§ BRIEF A
Sum up the fastq parsing thread in two sentences.
§ BRIEF B
Pick up the fastq parsing thread after its last sentence and continue it.

§ TEXT EXTRACT
+-------+

[Bioperl-l] fastq parsing problem

Michael Muratet mmuratet at hudsonalpha.org
Tue May 12 14:31:21 UTC 2009


On May 9, 2009, at 5:55 AM, John Marshall wrote:

> Michael Muratet wrote:
>> I've got a problem parsing fastq output from the maq aligner. The
>> parser is throwing an exception for the following record:
>>
>> @HWI-EAS146:3:1:2:177#0/1
>> CTCCGCTNNCTTCTCAG[...]
>> +
>> @,AB=>-&&:5).;+*=[...]
>>
>> I looked up the line in fastq.pm that does the parsing:
>>
>>    116   my ($top,$sequence,$top2,$qualsequence) = [...]
>
> This is the fastq parser from 1.5.2 or thereabouts, which had a bug  
> (the
> $/ definition just above this code) that prevented it from parsing a
> record with a quality line starting with "@".  This was probably not
> recognised as a bug for a long time due to the enduring myth that  
> fastq
> quality lines always start with "!".
>
> The fastq next_seq() was rewritten for 1.6.0 and parses this  
> successfully.

+-------+

§ MATERIAL SUPPLIED
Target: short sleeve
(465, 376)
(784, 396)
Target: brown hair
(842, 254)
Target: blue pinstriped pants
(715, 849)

+-------+

§ RESPONSE A
Michael Muratet reports that the fastq parser throws an exception on a record from the maq aligner whose quality line begins with "@". John Marshall replies that this is the parser from about version 1.5.2, whose $/ definition had a bug that blocked such records, and that the next_seq() method rewritten for 1.6.0 parses the record successfully.

§ RESPONSE B
> (Unfortunately the documentation at the top of fastq.pm was not  
> updated
> and still reflects the now-unused false belief about an initial "!"
> quality.)
>
> You may be able to just drop 1.6.0's Bio/SeqIO/fastq.pm in front of  
> your
> existing Bioperl installation, if you're a little crazy and don't  
> want to
> update the installation properly.  If you do that, or if you update,
> you'll find that the new parser emits the following pedantic warning  
> for
> your fastq sequences:
>

John

I did install 1.6.0 (which is very smooth, my compliments to the  
chefs) and it solved the problem except for the warning you note which  
Chris Fields fixed this morning.

Thanks for the help.

Mike

> MSG: Seq/Qual descriptions don't match; using sequence description
>
> In practice, lots of people (probably even most!) don't bother  
> putting the
> sequence id on the "+" line, as it is entirely pointless duplication,
> instead leaving the "+" line otherwise empty.  So I hope the  
> maintainers
> agree that this warning should be relaxed, such as in the attached  
> patch.
> Or even removed -- there was no equivalent warning in the previous  
> code.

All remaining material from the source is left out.